» Exercise goal:
Revise the following lines by replacing "front door" with "main entrance" wherever it occurs, and leave everything else unchanged.

┏━━

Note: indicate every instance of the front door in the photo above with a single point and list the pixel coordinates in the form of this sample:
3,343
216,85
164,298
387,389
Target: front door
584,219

┗━━

» Output for this exercise:
Note: indicate every instance of the main entrance in the photo above with a single point and list the pixel coordinates in the form of this sample:
3,343
216,85
164,298
387,389
Target: main entrance
584,219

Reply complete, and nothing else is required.